Task prompt:
Put the stretch from the line containing "Get leafy green" through the line containing "left=248, top=133, right=262, bottom=145", both ends included, into a JSON list of strings with one string per line, leaving out blank lines.

Recorded information:
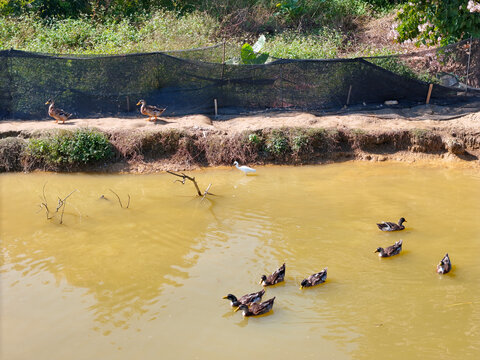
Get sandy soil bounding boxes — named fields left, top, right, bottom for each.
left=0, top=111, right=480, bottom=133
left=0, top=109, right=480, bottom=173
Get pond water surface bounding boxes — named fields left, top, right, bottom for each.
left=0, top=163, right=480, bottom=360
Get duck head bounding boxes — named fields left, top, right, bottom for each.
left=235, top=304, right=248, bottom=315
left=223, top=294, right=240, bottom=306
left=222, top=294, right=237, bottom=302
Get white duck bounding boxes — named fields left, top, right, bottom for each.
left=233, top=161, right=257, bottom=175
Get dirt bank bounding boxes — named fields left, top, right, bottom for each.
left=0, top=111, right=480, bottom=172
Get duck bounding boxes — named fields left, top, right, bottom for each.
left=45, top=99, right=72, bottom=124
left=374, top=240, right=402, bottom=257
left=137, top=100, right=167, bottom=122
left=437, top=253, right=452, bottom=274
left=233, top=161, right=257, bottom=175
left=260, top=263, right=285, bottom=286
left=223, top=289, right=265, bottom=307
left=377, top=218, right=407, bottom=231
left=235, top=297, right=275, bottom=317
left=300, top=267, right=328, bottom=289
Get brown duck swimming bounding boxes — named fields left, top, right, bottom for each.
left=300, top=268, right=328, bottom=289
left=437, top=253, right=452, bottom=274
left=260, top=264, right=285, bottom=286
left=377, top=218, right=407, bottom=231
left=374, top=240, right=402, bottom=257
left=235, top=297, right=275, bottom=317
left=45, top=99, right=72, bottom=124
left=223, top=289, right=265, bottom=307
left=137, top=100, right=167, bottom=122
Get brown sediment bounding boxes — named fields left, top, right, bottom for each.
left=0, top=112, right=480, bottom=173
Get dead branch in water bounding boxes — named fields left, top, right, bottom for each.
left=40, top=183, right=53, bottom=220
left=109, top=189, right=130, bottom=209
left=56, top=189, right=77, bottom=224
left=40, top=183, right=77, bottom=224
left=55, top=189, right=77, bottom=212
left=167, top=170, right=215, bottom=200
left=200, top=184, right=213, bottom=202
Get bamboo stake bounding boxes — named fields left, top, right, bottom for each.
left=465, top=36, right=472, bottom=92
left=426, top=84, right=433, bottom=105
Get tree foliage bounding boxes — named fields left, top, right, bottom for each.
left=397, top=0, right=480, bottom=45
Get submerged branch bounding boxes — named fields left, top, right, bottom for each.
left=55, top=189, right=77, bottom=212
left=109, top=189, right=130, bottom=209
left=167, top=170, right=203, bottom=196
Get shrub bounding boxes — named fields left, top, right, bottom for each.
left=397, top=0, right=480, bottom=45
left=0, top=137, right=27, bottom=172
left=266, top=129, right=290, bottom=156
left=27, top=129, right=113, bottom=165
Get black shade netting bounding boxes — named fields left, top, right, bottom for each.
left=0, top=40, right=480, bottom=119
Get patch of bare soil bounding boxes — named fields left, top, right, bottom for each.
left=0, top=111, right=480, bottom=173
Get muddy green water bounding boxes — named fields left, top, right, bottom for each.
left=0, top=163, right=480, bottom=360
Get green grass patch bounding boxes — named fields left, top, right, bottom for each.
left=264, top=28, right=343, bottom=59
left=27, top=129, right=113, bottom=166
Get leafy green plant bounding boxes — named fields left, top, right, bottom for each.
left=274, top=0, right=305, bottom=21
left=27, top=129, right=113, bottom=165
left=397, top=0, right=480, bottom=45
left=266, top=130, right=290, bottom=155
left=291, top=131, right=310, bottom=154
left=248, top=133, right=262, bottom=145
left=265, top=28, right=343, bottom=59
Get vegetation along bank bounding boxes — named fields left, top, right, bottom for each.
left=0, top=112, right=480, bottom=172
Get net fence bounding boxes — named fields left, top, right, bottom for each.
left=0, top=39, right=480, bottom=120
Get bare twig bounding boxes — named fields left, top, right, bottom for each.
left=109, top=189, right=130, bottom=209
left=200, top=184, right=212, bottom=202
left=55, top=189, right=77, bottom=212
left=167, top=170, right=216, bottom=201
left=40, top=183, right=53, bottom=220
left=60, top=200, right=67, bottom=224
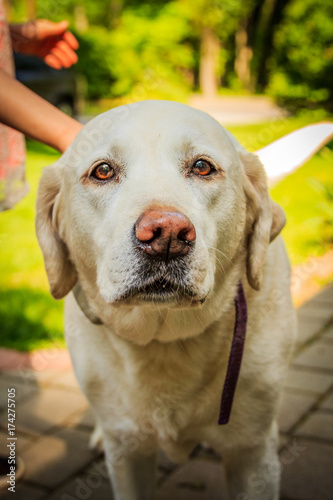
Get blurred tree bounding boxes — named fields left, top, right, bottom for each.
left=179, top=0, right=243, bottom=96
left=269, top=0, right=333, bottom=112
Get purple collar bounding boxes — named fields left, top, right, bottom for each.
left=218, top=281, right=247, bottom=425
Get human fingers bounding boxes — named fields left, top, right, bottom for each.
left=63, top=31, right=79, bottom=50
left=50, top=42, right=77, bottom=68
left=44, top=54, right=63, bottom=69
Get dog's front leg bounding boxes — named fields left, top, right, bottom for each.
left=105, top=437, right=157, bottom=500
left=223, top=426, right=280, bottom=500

...

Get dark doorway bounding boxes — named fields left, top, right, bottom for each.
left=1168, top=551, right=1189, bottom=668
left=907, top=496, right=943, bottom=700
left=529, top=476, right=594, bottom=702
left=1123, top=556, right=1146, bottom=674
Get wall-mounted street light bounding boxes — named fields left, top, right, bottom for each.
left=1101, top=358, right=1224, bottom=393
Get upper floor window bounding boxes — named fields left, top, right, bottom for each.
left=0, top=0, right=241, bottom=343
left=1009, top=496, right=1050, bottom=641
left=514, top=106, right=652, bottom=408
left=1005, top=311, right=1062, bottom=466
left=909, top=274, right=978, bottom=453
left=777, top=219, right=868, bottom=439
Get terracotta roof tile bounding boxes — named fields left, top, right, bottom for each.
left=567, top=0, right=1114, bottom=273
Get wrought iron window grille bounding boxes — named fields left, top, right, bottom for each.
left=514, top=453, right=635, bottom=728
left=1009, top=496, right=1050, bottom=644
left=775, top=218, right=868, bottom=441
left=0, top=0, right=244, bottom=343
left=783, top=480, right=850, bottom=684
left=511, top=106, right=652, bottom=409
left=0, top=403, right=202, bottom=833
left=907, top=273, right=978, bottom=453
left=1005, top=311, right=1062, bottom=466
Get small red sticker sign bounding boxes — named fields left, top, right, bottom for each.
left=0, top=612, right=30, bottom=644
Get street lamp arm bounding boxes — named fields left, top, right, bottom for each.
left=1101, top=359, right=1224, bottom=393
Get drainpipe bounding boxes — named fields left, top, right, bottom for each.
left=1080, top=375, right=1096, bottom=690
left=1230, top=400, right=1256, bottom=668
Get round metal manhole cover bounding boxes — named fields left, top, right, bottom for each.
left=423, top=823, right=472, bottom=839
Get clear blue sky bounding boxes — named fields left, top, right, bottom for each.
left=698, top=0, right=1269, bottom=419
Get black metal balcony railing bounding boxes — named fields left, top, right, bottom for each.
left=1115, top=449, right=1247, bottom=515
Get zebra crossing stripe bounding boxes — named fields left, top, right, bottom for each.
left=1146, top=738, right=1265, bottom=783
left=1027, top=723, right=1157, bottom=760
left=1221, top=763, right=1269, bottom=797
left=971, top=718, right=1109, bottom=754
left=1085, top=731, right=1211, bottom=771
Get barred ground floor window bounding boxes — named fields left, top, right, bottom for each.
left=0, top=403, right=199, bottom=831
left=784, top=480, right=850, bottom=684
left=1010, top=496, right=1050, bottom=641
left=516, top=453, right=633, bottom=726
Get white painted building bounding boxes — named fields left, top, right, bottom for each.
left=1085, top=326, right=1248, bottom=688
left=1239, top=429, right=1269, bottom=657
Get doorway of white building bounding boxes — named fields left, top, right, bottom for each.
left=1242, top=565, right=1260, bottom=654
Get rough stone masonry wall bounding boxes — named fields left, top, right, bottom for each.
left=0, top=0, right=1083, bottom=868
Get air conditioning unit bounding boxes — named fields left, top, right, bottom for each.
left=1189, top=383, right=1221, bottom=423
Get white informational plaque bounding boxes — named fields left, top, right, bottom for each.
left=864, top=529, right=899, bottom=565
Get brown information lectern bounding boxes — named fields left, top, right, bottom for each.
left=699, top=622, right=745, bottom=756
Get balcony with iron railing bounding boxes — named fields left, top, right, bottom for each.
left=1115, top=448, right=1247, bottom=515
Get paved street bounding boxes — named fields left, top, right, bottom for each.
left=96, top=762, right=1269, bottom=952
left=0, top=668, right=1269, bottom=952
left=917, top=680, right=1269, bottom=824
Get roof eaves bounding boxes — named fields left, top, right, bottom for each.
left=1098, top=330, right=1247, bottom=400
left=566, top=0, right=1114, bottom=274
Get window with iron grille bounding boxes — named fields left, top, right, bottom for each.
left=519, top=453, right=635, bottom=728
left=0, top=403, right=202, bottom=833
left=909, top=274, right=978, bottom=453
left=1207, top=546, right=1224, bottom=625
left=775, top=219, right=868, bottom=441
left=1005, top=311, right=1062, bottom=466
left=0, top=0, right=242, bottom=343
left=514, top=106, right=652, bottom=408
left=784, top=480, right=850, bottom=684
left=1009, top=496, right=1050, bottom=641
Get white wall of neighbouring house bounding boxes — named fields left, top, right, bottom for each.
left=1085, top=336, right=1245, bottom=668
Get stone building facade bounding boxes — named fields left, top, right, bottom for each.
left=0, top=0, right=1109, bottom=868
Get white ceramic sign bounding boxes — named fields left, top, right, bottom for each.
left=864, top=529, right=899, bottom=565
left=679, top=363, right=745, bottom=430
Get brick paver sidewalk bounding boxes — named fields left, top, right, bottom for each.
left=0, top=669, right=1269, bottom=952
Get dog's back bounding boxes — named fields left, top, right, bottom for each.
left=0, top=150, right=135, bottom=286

---

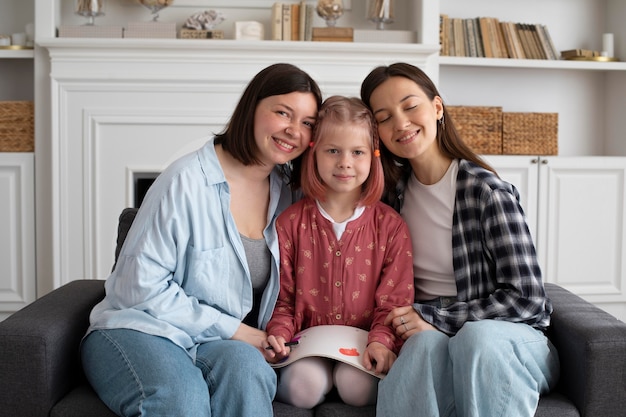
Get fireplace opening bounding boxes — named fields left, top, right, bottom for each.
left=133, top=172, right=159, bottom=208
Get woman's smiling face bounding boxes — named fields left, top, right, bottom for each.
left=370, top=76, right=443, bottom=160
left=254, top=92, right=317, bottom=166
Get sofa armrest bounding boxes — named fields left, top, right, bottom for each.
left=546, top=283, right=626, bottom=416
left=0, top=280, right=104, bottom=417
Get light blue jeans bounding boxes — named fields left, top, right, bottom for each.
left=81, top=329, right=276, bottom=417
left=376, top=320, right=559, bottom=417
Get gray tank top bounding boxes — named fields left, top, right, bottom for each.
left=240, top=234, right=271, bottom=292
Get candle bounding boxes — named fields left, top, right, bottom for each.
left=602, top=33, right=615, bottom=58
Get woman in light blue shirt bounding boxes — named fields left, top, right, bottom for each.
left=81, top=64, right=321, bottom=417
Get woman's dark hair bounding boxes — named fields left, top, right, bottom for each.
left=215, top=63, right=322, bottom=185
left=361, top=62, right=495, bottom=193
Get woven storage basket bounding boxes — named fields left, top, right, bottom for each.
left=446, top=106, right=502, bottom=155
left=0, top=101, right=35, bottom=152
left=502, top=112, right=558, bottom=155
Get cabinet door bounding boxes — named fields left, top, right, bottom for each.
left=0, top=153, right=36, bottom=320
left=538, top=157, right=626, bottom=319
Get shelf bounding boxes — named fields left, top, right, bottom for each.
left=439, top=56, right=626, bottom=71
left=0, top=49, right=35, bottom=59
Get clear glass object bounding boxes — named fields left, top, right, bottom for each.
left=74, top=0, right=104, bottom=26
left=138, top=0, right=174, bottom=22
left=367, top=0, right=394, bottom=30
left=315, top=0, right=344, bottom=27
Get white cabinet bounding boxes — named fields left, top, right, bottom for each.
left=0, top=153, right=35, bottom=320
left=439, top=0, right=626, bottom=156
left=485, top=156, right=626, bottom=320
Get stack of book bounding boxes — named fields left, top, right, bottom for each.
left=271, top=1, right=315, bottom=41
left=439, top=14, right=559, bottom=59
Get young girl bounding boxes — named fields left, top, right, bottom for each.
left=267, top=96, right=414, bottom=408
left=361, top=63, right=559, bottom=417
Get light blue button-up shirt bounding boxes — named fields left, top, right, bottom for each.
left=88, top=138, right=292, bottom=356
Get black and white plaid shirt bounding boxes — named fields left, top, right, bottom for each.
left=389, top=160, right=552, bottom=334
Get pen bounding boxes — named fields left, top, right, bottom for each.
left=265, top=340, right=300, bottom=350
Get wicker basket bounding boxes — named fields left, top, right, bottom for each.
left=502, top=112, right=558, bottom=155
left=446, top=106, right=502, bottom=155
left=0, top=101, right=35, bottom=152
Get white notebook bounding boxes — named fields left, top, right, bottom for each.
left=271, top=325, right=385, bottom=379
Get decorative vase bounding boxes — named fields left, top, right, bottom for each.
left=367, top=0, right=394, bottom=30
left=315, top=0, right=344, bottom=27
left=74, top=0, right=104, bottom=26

Task answer:
[
  "Get leafy green plant bounding boxes — named fields left, top, right, bottom for each.",
  "left=274, top=0, right=305, bottom=21",
  "left=27, top=129, right=113, bottom=165",
  "left=397, top=0, right=480, bottom=45",
  "left=266, top=130, right=290, bottom=155",
  "left=291, top=131, right=310, bottom=154",
  "left=248, top=133, right=262, bottom=145"
]